• Exercise aim
Copy out all the lines of the data precisely, omitting any pictures.

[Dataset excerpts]
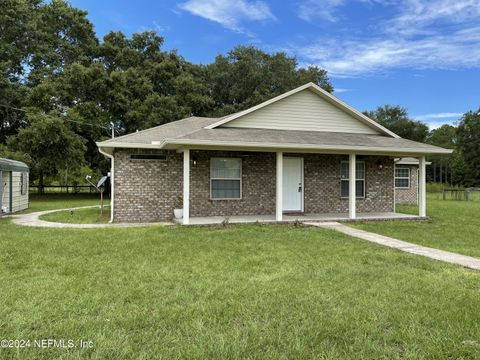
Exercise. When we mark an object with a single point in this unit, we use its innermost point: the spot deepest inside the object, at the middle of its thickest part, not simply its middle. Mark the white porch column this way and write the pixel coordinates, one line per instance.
(186, 186)
(279, 186)
(352, 196)
(422, 188)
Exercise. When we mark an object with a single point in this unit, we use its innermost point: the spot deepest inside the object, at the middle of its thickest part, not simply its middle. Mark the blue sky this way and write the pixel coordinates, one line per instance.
(420, 54)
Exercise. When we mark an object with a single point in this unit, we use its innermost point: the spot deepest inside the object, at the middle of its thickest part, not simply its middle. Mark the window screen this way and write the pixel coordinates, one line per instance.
(360, 179)
(402, 178)
(225, 175)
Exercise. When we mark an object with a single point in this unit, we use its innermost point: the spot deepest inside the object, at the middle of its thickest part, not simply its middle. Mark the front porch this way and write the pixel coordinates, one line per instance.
(250, 219)
(323, 187)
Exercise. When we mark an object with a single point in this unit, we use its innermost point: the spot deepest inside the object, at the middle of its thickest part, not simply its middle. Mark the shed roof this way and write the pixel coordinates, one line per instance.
(13, 165)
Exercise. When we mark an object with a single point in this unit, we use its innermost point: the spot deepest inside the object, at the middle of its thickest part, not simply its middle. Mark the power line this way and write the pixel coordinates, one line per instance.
(72, 121)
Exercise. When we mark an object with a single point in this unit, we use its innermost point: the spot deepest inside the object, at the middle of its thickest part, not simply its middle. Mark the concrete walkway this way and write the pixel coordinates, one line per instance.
(446, 256)
(32, 219)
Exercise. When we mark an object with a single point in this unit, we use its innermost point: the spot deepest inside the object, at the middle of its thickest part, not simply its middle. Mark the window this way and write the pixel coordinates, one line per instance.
(360, 179)
(402, 178)
(226, 178)
(23, 183)
(159, 157)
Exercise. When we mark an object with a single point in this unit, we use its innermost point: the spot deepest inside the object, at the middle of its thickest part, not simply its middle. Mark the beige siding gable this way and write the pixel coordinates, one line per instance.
(305, 111)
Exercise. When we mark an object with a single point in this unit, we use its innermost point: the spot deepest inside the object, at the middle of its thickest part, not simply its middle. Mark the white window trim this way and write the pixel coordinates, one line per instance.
(402, 177)
(212, 178)
(348, 179)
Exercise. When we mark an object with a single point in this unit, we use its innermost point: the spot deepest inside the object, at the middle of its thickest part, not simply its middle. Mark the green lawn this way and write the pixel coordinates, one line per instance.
(79, 216)
(455, 226)
(260, 292)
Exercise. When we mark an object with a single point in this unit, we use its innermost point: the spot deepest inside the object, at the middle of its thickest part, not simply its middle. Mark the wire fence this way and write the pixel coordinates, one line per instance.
(62, 189)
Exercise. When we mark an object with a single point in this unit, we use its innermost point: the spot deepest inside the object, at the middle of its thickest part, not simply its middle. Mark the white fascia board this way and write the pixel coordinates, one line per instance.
(130, 145)
(319, 91)
(293, 147)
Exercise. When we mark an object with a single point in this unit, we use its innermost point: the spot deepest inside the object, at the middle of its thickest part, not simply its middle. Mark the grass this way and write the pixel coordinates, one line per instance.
(79, 216)
(253, 291)
(62, 201)
(455, 226)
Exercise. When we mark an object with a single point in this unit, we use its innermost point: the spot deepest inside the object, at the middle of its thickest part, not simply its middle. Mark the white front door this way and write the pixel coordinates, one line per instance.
(292, 184)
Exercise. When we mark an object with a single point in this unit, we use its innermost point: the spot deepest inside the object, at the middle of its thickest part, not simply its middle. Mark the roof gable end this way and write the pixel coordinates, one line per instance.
(307, 108)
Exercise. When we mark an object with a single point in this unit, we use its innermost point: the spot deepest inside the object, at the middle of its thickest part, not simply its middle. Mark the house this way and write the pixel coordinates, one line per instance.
(14, 186)
(301, 154)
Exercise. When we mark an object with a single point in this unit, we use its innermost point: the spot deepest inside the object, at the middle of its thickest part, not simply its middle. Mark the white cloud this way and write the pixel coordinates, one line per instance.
(436, 120)
(325, 9)
(341, 90)
(425, 34)
(229, 13)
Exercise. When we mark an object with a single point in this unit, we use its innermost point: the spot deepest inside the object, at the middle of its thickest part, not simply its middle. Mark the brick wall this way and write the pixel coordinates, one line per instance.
(147, 190)
(410, 195)
(322, 184)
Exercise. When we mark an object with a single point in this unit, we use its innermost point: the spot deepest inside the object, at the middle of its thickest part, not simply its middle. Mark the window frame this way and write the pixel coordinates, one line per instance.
(239, 178)
(348, 179)
(395, 177)
(131, 157)
(23, 183)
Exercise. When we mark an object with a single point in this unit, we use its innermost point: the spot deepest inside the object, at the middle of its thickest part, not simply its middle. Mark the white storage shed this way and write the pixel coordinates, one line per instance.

• Response to this exercise
Exercise. When we mark an object with a single point in this unit, we use its innermost point: the spot deepest inside the object, at the middle of its thickest part, not simply its middle. Mark the white porch column this way and write the pixel coordinates, one line per instance.
(186, 186)
(279, 186)
(352, 196)
(422, 188)
Exercise. When we mark an object with a single point in this unit, we use its innermost point: the spot deepest inside the object, at the middle of its thickest part, not simply its middle. Mark the blue sky this way and write the pixel coordinates, one line per instance.
(420, 54)
Exercise. When we mark an object with a single point in this unit, we use its innermost point: the spot deepest inside the object, at the middle of its thickest part, not simply its middle. Mark the window screen this way and write the pixel coordinates, one line per instance.
(360, 179)
(402, 178)
(225, 175)
Exercise. When we mark an object with a single point in this unit, we use its innermost point: the spot deepest inside the object, at the middle of its thickest part, not simply its middle. Mark the front porch this way and write the pixel coordinates, one line per instance.
(250, 219)
(323, 187)
Exercise. When we mark an object with a single point in this unit, we use its innermost point: the spot deepest inside the object, at the middle of its thickest part, not simply its middle. Mark the shed roof this way and write the pixel coordinates, one line per instance.
(13, 165)
Exercise. When we mark an object with a single point in this unit, we use its innermost point: the spot deepest inside the object, at the middle of its thickest part, not simply its middle. Mark the power line this way and write the pixel coordinates, one line per instance.
(72, 121)
Exercise. When we mark an object with a single point in this unit, we use its innermost point: the spot deepest inside the object, at the middle of its thickest part, not simply its middle. Mark the concrete walkway this way and write the pixel coordinates, one line per instance.
(446, 256)
(32, 219)
Exercise. When we mark an object with a single point in this unit, we use its innermost point: the spot deepest inside the object, at the middle of its thickest part, not simply its middle. Mark the window this way and write the pixel coordinates, one line per instance.
(360, 179)
(402, 178)
(226, 178)
(23, 183)
(159, 157)
Exercise. When we mark an object with a single point in this unit, we use its innermost point: the spot deepest inside the object, at the middle of its thickest part, not simply its middle. Mark the beige siding gable this way and write the pixel coordinates, one line per instance.
(305, 111)
Exercise. When we mark an object with a single point in this unit, we use its innermost point: the spot deepest inside the object, at the middle of its thickest part, not simply its middle. Mark the white window trim this way and write the pixel coordinates, one line per instance.
(402, 177)
(212, 178)
(348, 179)
Exercise. When we mark an object with a single point in this unit, we use its innermost point: the spot deepest inside the object, at the middle of its thickest part, not simply its middle. Mark the green lawn this way and write the pixel coordinates, one line per instance.
(79, 216)
(455, 226)
(260, 292)
Exercise. When we mark an object with a single point in this unit, we use its innermost point: the spot deepest inside the object, at the middle of its thickest part, not simply its middle. Mark the wire fence this way and write the pixel coordinates, one line per instance.
(62, 189)
Exercise. When we mark an object with a single point in this unit, we use its innermost point: the spot deepest inside the object, at the middle of its thickest part, not simply its middle. Mark the white fascia board this way and write the pixel coordinates, one line per instance.
(130, 145)
(319, 91)
(293, 147)
Exercise. When we mark an object with a single point in this unit, we use its innermost point: the spot deepest inside the object, at the middle of its thickest part, not simply its middle. Mark the grass this way and write the pixel coordinates, one line per instance.
(79, 216)
(253, 291)
(62, 201)
(455, 226)
Exercise. When we mark an object with a single point in this unit, we use its innermost point: the spot deepest inside the object, at the middle of its thickest part, not simply its middle. Mark the white front door this way and write the pixel coordinates, one line per instance.
(292, 184)
Exercise. When we mark an object with a single point in this unit, we use its innermost point: the spot deepest inside the object, at the middle of its thickest part, not simply its middle. Mark the roof gable end this way and write the pixel coordinates, one line per instance.
(307, 108)
Exercise. When we mark an object with a single point in this unit, we use its innermost point: the spot deepest inside the object, at the middle of its thickest part, not simply its middle. Mark the house this way and write the pixel coordinates, one line per instance.
(14, 186)
(301, 154)
Exercise. When we mark an object with a single point in this unit, we use its innermost point: the spot deepest inside the object, at the middle of its thickest part, not simply its middle. Mark the white cloud this way and write the pixel coordinates, one line per instance.
(436, 120)
(325, 9)
(341, 90)
(425, 34)
(229, 13)
Exercise. When we mark an object with a single point in this unit, we use its innermost point: the spot deepest inside the object, at the middle of its thickest part, not simply its middle. Mark the brick wall this way and write the pixel coordinates, one line per instance.
(147, 190)
(410, 195)
(322, 184)
Exercise. When we mark an object with a single point in this unit, we use its innermost point: the spot deepest inside the object, at the middle of its thickest part, not simply its middle. Mark the window frame this way and write the pixel coordinates, one line per instance.
(239, 178)
(348, 179)
(395, 177)
(131, 157)
(23, 183)
Exercise. When we mark an object with a single point in this unit, we use its innermost point: the spot deepest inside the object, at the middle of its thickest part, not simply its middle. Mark the white storage shed this way and write the pixel coordinates, one line per instance.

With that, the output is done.